---------- Texto facilitado ----------
Hola, el pasado viernes, 27 de mayo, tuvo lugar la presentación del libro de microrrelatos del concurso del que quedé finalista. En realidad ha quedado una bonita recopilación con ilustraciones y todo.




UN ENCUENTRO FORTUITO

          Hola, aquí tenéis el enlace para ver, y si queréis leer, este relato que tantas alegrías me ha dado, pues ha sido premiado. Se trataba de añadirle un capítulo al Quijote, ya que estamos en el cuarto centenario de su muerte. El título venía de origen, así como el pareado que le sigue, literal de un mesón que está en la localidad de Benagalbón.

https://drive.google.com/file/d/0B3lM1-_lVM8HZUJuUExlVTFpbG8/view?usp=sharing

https://drive.google.com/file/d/0B3lM1-_lVM8HX2ZqYWsyOEhVMG8/view?usp=sharing

Hola, aquí os dejo el relato que quedó finalista del concurso de relatos del Círculo Bezmiliana y unas imágenes de tan emocionante momento.

LUNÁTICOS

En una vieja caravana de circo, la imagen de una mujer entrada en carnes figuraba encima del rótulo: “La Mujer Verde”. Al lado, otra imagen de un hombre con bombín y un generoso bigote anunciaba al “Hombre de Acero”.
----------
◆ Objetivo del ejercicio:
Retoma, por favor, el texto sobre los relatos de concurso y sigue escribiendo el relato «Lunáticos» justo después de la frase que anuncia al «Hombre de Acero».
---------- Registros de datos ----------
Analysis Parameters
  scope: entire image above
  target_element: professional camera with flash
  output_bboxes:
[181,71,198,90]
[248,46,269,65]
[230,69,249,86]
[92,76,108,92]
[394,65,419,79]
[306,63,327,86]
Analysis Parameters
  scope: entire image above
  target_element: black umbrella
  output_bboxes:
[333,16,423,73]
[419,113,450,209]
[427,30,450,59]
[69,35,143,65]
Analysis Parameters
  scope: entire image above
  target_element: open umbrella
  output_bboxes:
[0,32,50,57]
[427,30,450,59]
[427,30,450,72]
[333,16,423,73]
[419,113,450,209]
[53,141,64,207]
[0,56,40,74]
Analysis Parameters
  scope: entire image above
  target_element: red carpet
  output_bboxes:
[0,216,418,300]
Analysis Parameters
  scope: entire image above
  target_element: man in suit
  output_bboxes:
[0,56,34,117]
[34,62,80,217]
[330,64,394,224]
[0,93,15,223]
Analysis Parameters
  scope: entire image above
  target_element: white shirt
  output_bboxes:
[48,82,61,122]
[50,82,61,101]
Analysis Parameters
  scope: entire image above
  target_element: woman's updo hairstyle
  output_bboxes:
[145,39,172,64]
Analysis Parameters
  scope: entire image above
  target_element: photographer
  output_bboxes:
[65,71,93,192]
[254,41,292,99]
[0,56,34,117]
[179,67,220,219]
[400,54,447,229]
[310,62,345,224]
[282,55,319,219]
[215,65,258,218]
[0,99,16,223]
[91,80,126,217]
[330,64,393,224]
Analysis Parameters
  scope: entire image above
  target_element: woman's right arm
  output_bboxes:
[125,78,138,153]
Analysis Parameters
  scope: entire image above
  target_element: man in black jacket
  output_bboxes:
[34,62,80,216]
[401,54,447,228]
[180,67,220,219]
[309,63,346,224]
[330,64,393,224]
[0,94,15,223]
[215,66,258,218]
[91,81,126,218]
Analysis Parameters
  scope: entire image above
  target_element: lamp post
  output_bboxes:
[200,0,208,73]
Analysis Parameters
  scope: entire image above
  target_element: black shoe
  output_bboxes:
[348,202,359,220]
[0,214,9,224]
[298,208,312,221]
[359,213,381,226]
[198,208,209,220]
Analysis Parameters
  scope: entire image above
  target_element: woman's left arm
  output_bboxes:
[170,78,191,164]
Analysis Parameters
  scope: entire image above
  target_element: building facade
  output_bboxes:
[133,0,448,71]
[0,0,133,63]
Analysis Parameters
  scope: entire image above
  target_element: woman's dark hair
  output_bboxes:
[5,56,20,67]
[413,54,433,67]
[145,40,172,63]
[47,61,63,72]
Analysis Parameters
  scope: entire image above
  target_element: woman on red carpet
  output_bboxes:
----------
◆ Respuesta a la tarea:
—Será un bombazo. —Dijo la mujer—. Con nuestro regreso, el público volverá al circo.
—No creas. —Contestó el hombre—. El circo, tal y como lo conocíamos está muerto. Nadie creerá que tu piel es verde y mucho menos que naciste de un huevo, como nadie creerá que mis implantes de piel son de acero, reales…
—Entonces…Tendremos que regresar.
—Me gustaba este planeta…
Las calendas del mes coincidieron con una gran luna blanca y mágica en el horizonte; en poco tiempo alcanzó su cenit. La caravana, estacionada junto a otras en Huerta Julián, salió despacio de su aparcamiento, buscó un lugar apartado y desapareció entre haces plateados de luz.